[Task directions]
Among the lines of the entries below, count those containing the word "mascot" and answer with the number only.

————

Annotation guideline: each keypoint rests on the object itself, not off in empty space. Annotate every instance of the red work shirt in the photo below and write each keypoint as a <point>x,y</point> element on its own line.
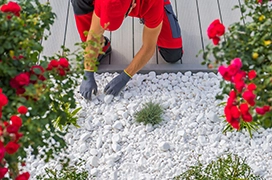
<point>151,11</point>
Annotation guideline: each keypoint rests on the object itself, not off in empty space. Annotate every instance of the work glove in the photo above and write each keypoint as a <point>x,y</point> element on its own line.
<point>88,85</point>
<point>117,84</point>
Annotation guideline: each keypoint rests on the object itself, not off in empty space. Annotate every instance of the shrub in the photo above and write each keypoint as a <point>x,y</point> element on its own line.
<point>36,94</point>
<point>229,167</point>
<point>67,172</point>
<point>247,78</point>
<point>150,114</point>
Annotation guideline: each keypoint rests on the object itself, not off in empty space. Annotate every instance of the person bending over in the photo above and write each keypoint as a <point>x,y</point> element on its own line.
<point>161,29</point>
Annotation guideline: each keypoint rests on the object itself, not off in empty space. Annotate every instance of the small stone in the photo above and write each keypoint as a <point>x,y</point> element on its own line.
<point>149,127</point>
<point>117,125</point>
<point>188,73</point>
<point>127,95</point>
<point>108,99</point>
<point>94,171</point>
<point>93,160</point>
<point>116,138</point>
<point>164,146</point>
<point>82,148</point>
<point>98,142</point>
<point>84,136</point>
<point>184,78</point>
<point>93,152</point>
<point>115,147</point>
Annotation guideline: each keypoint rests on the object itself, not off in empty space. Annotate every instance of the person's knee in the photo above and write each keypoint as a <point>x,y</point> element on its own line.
<point>82,6</point>
<point>171,55</point>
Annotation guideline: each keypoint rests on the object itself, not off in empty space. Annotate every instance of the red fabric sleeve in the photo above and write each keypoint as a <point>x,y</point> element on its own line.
<point>97,7</point>
<point>154,15</point>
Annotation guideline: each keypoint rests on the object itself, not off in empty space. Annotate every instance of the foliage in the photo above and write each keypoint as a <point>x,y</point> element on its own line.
<point>229,167</point>
<point>36,94</point>
<point>250,41</point>
<point>150,114</point>
<point>67,172</point>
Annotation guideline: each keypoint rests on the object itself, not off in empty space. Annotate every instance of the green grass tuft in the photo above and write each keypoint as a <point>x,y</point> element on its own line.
<point>150,114</point>
<point>230,167</point>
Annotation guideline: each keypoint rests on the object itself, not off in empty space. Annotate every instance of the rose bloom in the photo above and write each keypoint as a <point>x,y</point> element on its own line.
<point>3,172</point>
<point>23,176</point>
<point>2,153</point>
<point>22,110</point>
<point>251,74</point>
<point>12,147</point>
<point>16,121</point>
<point>22,79</point>
<point>12,7</point>
<point>64,62</point>
<point>3,100</point>
<point>54,63</point>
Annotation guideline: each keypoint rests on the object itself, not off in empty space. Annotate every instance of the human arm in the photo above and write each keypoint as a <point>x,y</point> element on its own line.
<point>88,85</point>
<point>150,37</point>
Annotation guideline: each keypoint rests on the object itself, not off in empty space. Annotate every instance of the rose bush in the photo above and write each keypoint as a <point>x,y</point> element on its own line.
<point>244,57</point>
<point>36,94</point>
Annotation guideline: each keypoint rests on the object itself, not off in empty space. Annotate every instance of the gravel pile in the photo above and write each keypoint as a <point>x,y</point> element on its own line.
<point>116,147</point>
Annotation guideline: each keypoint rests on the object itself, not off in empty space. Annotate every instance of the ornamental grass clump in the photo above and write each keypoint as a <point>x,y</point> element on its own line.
<point>229,167</point>
<point>151,113</point>
<point>243,55</point>
<point>36,94</point>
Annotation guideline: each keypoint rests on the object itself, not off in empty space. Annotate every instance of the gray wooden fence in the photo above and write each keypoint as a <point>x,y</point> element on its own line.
<point>194,17</point>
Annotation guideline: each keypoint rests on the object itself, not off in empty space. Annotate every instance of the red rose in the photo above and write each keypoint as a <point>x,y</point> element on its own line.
<point>12,147</point>
<point>251,87</point>
<point>235,112</point>
<point>38,71</point>
<point>235,124</point>
<point>61,72</point>
<point>247,117</point>
<point>2,153</point>
<point>22,110</point>
<point>239,76</point>
<point>216,40</point>
<point>12,129</point>
<point>224,73</point>
<point>237,62</point>
<point>22,79</point>
<point>54,63</point>
<point>20,91</point>
<point>3,100</point>
<point>244,108</point>
<point>240,86</point>
<point>266,108</point>
<point>16,121</point>
<point>215,29</point>
<point>249,96</point>
<point>23,176</point>
<point>3,172</point>
<point>64,62</point>
<point>12,7</point>
<point>260,111</point>
<point>251,74</point>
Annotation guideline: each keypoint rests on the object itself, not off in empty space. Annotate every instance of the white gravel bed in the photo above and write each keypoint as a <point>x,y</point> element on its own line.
<point>116,147</point>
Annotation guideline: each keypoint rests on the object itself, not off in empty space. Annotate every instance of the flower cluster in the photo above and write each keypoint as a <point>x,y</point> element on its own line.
<point>242,99</point>
<point>215,30</point>
<point>11,7</point>
<point>33,93</point>
<point>36,74</point>
<point>9,136</point>
<point>61,66</point>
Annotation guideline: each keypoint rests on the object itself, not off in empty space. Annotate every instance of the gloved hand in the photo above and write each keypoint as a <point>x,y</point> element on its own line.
<point>88,85</point>
<point>117,84</point>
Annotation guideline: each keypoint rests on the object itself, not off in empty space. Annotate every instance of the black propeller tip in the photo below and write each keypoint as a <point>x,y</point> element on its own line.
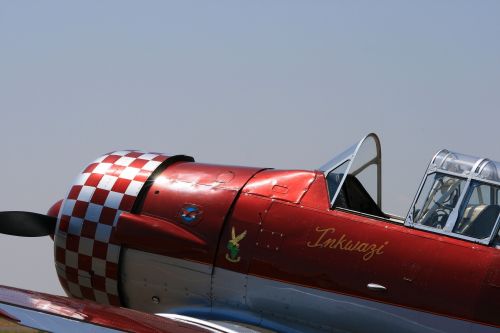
<point>26,224</point>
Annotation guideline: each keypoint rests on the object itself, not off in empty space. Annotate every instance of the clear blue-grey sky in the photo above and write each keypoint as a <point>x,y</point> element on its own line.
<point>283,84</point>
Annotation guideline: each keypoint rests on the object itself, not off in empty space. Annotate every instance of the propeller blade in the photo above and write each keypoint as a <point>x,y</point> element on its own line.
<point>26,224</point>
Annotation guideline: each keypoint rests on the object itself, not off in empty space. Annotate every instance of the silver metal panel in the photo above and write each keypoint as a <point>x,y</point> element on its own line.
<point>229,289</point>
<point>276,305</point>
<point>52,323</point>
<point>155,283</point>
<point>330,312</point>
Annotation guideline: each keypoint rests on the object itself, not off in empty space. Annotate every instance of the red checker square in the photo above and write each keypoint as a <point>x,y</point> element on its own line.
<point>87,293</point>
<point>64,224</point>
<point>99,282</point>
<point>111,159</point>
<point>74,192</point>
<point>90,168</point>
<point>60,255</point>
<point>89,229</point>
<point>100,250</point>
<point>121,185</point>
<point>160,158</point>
<point>94,179</point>
<point>138,163</point>
<point>80,209</point>
<point>72,242</point>
<point>113,238</point>
<point>84,262</point>
<point>111,270</point>
<point>115,170</point>
<point>72,274</point>
<point>99,196</point>
<point>114,300</point>
<point>134,154</point>
<point>108,215</point>
<point>127,202</point>
<point>64,284</point>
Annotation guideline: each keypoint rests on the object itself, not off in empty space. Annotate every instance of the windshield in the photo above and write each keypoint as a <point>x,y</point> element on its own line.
<point>354,177</point>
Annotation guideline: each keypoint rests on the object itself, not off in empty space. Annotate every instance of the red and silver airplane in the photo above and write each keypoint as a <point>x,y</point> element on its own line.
<point>217,248</point>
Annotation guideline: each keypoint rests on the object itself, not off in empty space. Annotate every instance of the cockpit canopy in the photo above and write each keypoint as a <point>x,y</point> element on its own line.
<point>459,196</point>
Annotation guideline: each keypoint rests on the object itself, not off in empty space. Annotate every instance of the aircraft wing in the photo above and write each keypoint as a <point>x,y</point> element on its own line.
<point>21,310</point>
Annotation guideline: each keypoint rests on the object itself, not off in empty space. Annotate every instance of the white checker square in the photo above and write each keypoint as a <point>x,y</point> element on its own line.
<point>100,159</point>
<point>148,156</point>
<point>74,290</point>
<point>111,286</point>
<point>103,232</point>
<point>99,266</point>
<point>121,152</point>
<point>107,182</point>
<point>86,246</point>
<point>86,193</point>
<point>113,200</point>
<point>133,188</point>
<point>71,259</point>
<point>151,165</point>
<point>68,206</point>
<point>93,212</point>
<point>124,161</point>
<point>82,179</point>
<point>61,270</point>
<point>102,168</point>
<point>84,281</point>
<point>101,297</point>
<point>60,240</point>
<point>75,226</point>
<point>113,254</point>
<point>129,173</point>
<point>117,217</point>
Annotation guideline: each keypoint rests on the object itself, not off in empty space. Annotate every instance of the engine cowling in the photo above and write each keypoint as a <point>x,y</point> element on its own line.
<point>129,207</point>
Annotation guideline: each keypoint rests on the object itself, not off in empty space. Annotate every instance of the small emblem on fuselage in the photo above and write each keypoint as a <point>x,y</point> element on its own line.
<point>190,213</point>
<point>233,246</point>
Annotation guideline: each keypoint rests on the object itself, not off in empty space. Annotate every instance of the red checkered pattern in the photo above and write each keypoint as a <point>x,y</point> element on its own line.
<point>86,253</point>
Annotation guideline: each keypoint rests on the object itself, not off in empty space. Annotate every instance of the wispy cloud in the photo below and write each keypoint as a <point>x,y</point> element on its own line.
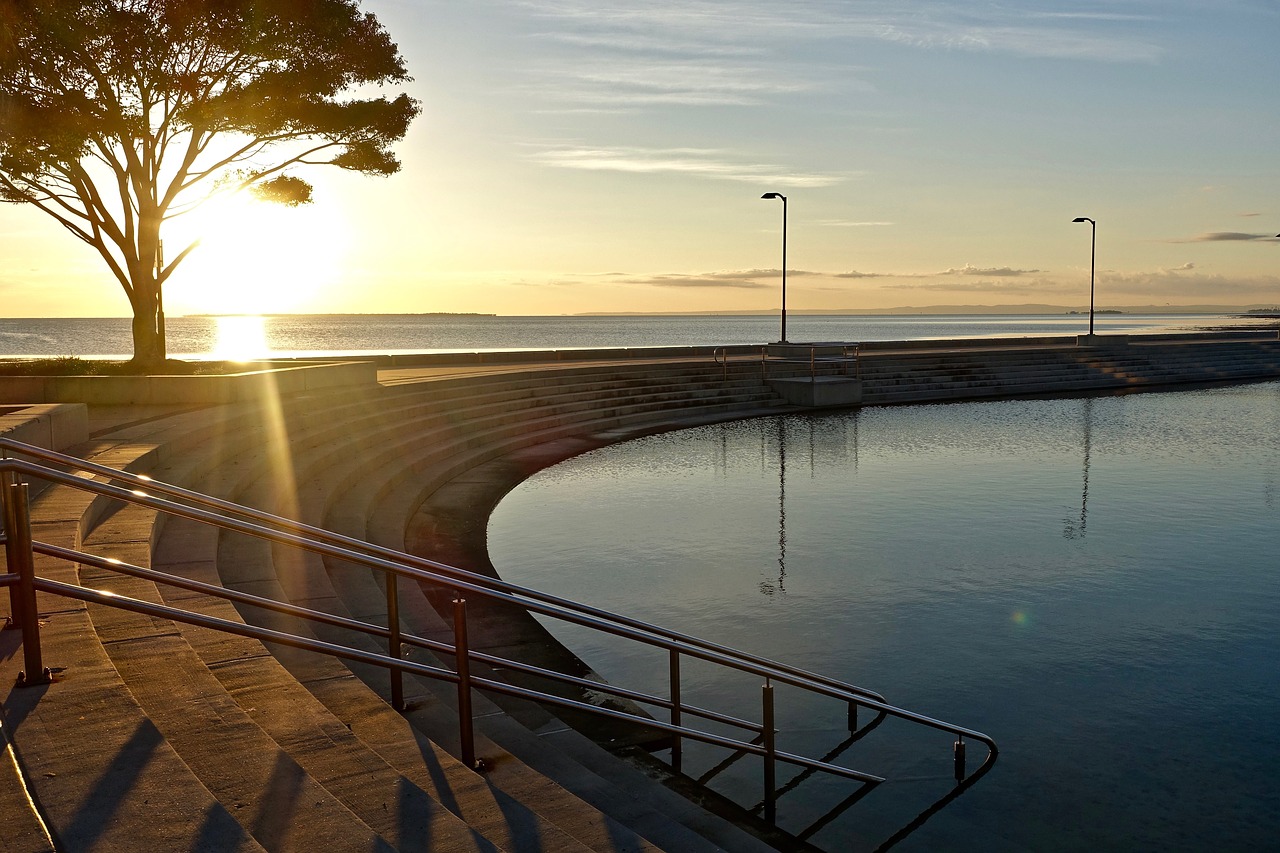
<point>746,278</point>
<point>1224,237</point>
<point>689,83</point>
<point>696,281</point>
<point>849,223</point>
<point>1110,36</point>
<point>996,287</point>
<point>703,163</point>
<point>987,270</point>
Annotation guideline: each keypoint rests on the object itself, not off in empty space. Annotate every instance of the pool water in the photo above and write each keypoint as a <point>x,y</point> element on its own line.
<point>1091,582</point>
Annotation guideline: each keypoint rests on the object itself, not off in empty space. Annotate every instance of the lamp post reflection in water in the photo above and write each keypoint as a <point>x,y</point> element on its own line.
<point>1073,529</point>
<point>768,587</point>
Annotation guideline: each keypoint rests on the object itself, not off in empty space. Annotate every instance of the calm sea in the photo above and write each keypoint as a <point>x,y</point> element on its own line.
<point>246,337</point>
<point>1091,582</point>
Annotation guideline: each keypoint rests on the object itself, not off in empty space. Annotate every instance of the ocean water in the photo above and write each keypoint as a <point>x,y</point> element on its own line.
<point>1091,582</point>
<point>291,336</point>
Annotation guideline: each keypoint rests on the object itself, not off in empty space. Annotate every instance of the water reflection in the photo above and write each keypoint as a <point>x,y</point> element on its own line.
<point>1077,529</point>
<point>1132,538</point>
<point>241,338</point>
<point>771,587</point>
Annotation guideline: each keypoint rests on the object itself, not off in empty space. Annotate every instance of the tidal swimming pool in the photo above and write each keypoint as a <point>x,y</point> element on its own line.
<point>1091,582</point>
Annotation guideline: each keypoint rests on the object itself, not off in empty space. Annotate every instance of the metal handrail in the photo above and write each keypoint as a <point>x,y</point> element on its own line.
<point>813,360</point>
<point>255,523</point>
<point>443,573</point>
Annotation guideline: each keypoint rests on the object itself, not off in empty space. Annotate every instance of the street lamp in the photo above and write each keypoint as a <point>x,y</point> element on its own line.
<point>1093,254</point>
<point>778,195</point>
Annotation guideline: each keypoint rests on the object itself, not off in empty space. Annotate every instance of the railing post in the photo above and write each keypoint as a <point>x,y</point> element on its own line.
<point>466,733</point>
<point>771,804</point>
<point>393,639</point>
<point>19,560</point>
<point>7,478</point>
<point>676,744</point>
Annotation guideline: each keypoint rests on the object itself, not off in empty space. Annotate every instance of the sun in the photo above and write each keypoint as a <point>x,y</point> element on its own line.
<point>255,258</point>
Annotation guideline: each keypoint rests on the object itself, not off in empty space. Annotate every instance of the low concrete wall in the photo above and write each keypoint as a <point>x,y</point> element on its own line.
<point>165,389</point>
<point>525,356</point>
<point>819,392</point>
<point>50,425</point>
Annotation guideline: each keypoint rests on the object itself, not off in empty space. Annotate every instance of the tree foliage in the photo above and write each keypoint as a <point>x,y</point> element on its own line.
<point>118,115</point>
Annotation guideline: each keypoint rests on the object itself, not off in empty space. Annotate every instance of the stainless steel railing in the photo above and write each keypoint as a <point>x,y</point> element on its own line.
<point>128,488</point>
<point>819,359</point>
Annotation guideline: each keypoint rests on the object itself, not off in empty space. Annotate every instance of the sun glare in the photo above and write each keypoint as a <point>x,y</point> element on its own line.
<point>241,338</point>
<point>256,258</point>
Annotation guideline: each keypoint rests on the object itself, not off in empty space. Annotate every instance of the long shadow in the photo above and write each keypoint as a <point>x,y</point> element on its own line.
<point>97,811</point>
<point>522,824</point>
<point>280,799</point>
<point>935,808</point>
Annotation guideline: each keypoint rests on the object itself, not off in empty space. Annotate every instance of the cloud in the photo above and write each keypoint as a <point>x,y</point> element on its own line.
<point>748,278</point>
<point>1112,36</point>
<point>702,163</point>
<point>849,223</point>
<point>1224,236</point>
<point>854,273</point>
<point>1176,284</point>
<point>968,269</point>
<point>696,281</point>
<point>1004,287</point>
<point>694,82</point>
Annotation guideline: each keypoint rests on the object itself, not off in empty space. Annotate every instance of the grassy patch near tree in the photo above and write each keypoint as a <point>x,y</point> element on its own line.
<point>77,366</point>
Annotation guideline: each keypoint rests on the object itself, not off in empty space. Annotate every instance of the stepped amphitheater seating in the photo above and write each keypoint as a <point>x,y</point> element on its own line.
<point>177,737</point>
<point>918,377</point>
<point>214,721</point>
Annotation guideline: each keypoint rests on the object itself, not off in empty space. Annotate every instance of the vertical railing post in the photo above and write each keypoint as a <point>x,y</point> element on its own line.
<point>676,743</point>
<point>19,560</point>
<point>393,639</point>
<point>771,806</point>
<point>466,733</point>
<point>7,478</point>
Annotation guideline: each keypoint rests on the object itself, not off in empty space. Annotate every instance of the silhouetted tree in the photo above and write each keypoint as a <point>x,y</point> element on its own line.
<point>117,115</point>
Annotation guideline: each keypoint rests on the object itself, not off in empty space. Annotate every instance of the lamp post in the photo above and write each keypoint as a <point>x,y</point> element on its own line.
<point>1093,254</point>
<point>778,195</point>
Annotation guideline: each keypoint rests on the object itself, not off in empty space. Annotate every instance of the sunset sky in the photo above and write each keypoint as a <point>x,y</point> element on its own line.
<point>589,155</point>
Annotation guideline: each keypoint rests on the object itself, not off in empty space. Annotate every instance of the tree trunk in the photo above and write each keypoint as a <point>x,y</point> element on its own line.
<point>149,349</point>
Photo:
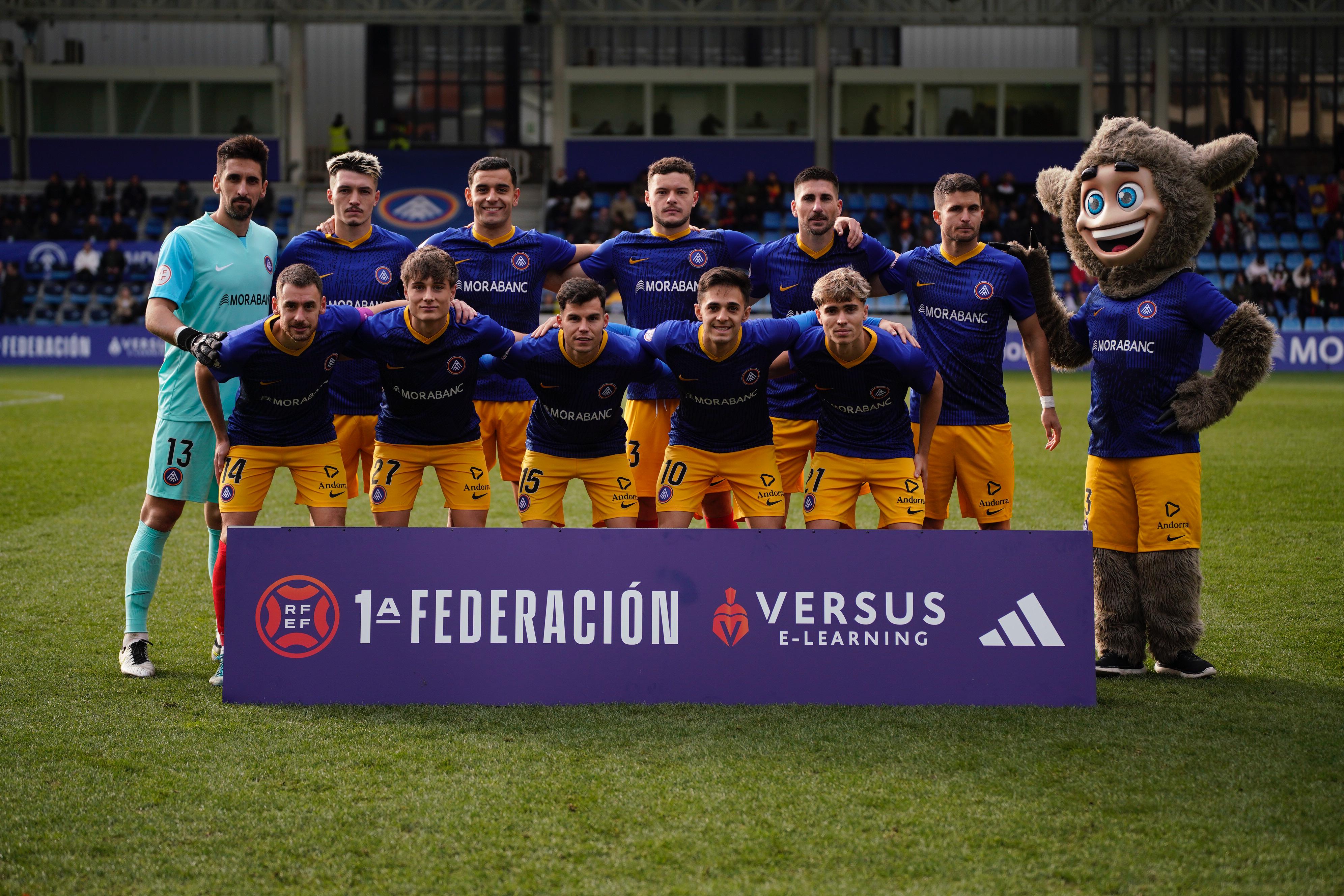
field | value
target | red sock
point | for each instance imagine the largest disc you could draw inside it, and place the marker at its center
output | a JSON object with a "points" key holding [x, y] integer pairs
{"points": [[217, 585]]}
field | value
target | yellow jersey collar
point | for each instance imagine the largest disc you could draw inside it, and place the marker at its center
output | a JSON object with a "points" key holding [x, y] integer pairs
{"points": [[812, 254], [596, 355], [699, 338], [975, 252], [498, 241], [873, 344], [407, 316], [275, 342]]}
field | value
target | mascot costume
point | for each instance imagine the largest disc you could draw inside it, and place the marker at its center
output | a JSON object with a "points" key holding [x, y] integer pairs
{"points": [[1135, 213]]}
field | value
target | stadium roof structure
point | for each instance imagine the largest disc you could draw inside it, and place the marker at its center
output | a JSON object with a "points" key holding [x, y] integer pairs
{"points": [[843, 12]]}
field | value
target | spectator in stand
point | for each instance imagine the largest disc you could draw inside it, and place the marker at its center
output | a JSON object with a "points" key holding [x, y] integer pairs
{"points": [[11, 295], [119, 229], [124, 308], [81, 197], [134, 198], [86, 262], [108, 205], [113, 264]]}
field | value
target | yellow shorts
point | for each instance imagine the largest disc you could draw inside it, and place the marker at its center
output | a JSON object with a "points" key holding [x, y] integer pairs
{"points": [[979, 460], [835, 483], [793, 443], [752, 475], [1143, 503], [400, 468], [355, 436], [318, 469], [647, 426], [504, 436], [541, 491]]}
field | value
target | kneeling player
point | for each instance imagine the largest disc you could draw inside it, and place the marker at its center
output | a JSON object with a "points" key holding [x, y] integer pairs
{"points": [[577, 432], [281, 417], [861, 376], [429, 371]]}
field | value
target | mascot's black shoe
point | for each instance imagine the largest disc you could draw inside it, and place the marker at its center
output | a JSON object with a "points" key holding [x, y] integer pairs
{"points": [[1186, 666], [1113, 664]]}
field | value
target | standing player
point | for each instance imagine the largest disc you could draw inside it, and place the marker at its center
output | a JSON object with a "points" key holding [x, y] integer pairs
{"points": [[362, 267], [785, 271], [961, 295], [214, 275], [861, 378], [429, 373], [577, 432], [281, 418]]}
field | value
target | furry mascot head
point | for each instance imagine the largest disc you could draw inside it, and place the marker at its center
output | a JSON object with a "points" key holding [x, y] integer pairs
{"points": [[1135, 212]]}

————

[Exercise output]
3